## Entries provided
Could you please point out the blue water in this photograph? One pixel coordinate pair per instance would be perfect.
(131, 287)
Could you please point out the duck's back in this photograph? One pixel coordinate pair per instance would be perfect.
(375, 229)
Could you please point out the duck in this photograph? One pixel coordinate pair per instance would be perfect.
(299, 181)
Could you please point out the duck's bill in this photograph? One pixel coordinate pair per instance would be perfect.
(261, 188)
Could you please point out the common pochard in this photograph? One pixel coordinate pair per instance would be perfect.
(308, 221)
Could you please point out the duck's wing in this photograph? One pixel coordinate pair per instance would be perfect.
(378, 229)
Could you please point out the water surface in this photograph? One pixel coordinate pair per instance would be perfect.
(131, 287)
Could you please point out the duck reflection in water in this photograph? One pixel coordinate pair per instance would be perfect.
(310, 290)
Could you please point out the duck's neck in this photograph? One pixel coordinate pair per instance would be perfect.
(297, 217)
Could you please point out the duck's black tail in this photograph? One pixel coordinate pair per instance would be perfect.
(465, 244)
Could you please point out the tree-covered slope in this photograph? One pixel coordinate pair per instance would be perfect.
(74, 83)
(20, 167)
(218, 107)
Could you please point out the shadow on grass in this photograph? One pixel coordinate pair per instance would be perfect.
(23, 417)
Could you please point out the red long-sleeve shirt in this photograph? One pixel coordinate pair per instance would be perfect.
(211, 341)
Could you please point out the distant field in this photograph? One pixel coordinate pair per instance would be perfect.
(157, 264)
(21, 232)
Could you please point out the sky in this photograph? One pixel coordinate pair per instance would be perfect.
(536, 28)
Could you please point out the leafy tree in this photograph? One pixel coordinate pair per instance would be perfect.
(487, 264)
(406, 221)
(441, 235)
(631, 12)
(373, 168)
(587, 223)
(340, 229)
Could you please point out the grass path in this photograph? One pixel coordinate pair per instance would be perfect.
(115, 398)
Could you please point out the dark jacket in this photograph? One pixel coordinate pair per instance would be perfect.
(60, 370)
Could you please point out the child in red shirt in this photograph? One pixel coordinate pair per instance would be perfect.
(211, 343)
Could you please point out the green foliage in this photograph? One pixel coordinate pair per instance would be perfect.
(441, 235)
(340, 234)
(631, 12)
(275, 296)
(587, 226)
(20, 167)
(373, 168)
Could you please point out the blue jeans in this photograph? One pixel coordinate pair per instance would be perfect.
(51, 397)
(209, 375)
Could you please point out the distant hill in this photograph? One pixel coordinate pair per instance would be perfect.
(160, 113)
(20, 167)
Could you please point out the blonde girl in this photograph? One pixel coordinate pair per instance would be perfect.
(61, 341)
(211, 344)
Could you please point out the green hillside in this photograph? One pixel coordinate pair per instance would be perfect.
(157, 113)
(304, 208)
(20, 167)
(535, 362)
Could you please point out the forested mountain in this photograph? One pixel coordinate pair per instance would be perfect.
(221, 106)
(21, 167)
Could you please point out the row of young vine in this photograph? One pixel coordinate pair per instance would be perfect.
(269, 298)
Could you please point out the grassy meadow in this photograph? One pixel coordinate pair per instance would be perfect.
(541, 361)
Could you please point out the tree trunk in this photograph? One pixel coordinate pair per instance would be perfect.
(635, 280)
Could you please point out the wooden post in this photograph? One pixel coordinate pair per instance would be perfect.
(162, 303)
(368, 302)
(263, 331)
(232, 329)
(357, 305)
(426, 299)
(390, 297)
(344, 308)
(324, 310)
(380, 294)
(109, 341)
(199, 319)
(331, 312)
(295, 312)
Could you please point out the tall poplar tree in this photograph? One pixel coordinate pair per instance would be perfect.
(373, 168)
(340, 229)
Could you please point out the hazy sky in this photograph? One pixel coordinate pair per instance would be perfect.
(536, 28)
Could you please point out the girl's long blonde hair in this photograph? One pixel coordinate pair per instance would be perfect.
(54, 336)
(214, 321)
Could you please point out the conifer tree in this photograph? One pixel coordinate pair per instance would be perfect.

## Task requirements
Produce the records once again, exactly as they stand above.

## Expected answer
Could you please point out the blue water in this photograph? One pixel coordinate pair per instance would be perfect.
(131, 287)
Could you please point out the duck's back in this photograph? One pixel coordinate pair per instance would be perfect.
(375, 229)
Could you please point out the duck in this photograph? One pixel coordinate pair per instance would be perfect.
(299, 181)
Could you please point out the duck's bill in this photograph? One pixel coordinate pair per instance would be perfect.
(261, 188)
Could you please point out the common pochard in this photograph? One pixel coordinate pair per instance would be perfect.
(308, 221)
Could you please point out the duck's wing in this photograph? One pixel coordinate pair per instance would be perfect.
(378, 229)
Could you please point out the water surface in this photograph? One pixel coordinate pair per instance would be perfect.
(131, 287)
Could you please point out the duck reflection in water in this photograph? One pixel coordinate pair per instance would be perfect.
(310, 290)
Could you please point out the duck's neck in this photograph? One pixel coordinate pair per instance would be perfect.
(297, 217)
Could you please point out the duck's black tail in this photograph? One pixel coordinate pair per instance would be perfect.
(465, 244)
Could you please point out the tree-covered slope in this photograph? One pixel coordinate pair per instance would be perfect.
(74, 83)
(20, 167)
(218, 107)
Could you please point out the shadow on grass in this photograph? One pixel coordinate pair per instance would be perfect.
(23, 417)
Could you please point out the red long-sleeve shirt in this photograph? One pixel coordinate pair per instance would be perfect.
(211, 341)
Could you please point out the distant field in this photograph? One pixel coordinate pair per instance would be perfect.
(157, 264)
(21, 232)
Could you please point out the sky in this photograph? One pixel coordinate pair per instance would be perfect.
(536, 28)
Could you please point out the leafy tree in this photograph? One pixel coordinate pair per instance would be perfect.
(487, 264)
(406, 221)
(441, 235)
(631, 12)
(373, 168)
(587, 223)
(340, 229)
Could you please point out the grass path in this photograph? One pixel coordinate pair per instance would be perfect.
(115, 398)
Could you please point out the dark jacket in this photograph? One pixel coordinate pair per instance would be perfect.
(60, 370)
Could you please point out the child in red shirt in this photograph? One pixel coordinate pair per instance would be perfect.
(211, 343)
Could you please point out the green foliage in this photograph? One pixel coordinate pair per instance would be perfect.
(441, 235)
(340, 234)
(631, 12)
(275, 296)
(587, 226)
(20, 167)
(373, 168)
Could you please point out the blue jeans in this photograph? One pixel coordinate pair per instance would be perfect.
(51, 397)
(209, 375)
Could you please point out the distant hill in this photograph? One pixel coordinate pair per instance would be perfect.
(160, 113)
(20, 167)
Could you please point out the blonde girl in this photograph? One pixel coordinate pair per instance would be perfect.
(61, 341)
(211, 344)
Could you please point out the green hillside in this photograph? One pixel coordinate pair per instance would be perfect.
(157, 113)
(304, 208)
(20, 167)
(535, 362)
Could you please point out the forested mountain in this photograph? One pixel coordinate pair per instance would be perfect.
(221, 106)
(21, 167)
Could you please point out the row of young vine in this photograph? One pixel coordinate pair per instance would be perfect.
(269, 298)
Could you please point out the grassy meadow in this photograph? One pixel coordinate pair per instance would be perfect.
(541, 361)
Could you please point out the tree trunk in this photograph? One pixel coordinate pair per instance would be perfect.
(635, 280)
Could you please point out the wooden post in this photograph? One pixel coordinate pair per instance would be perfect.
(162, 303)
(368, 302)
(263, 331)
(232, 329)
(357, 305)
(426, 299)
(390, 297)
(344, 308)
(324, 310)
(380, 294)
(109, 341)
(199, 319)
(331, 312)
(295, 312)
Could you please point out the tall poplar tree in this photograph? One pixel coordinate pair per instance would be perfect.
(373, 168)
(340, 229)
Could you please point out the hazy sky in this photograph? One pixel coordinate pair per instance would be perfect.
(536, 28)
Could you please point out the girl's long blonde hair in this photograph? One pixel coordinate pair per instance would be perfect.
(54, 336)
(214, 321)
Could you please point out the conifer tree in this photograph? One pixel coordinate pair per instance would be perfect.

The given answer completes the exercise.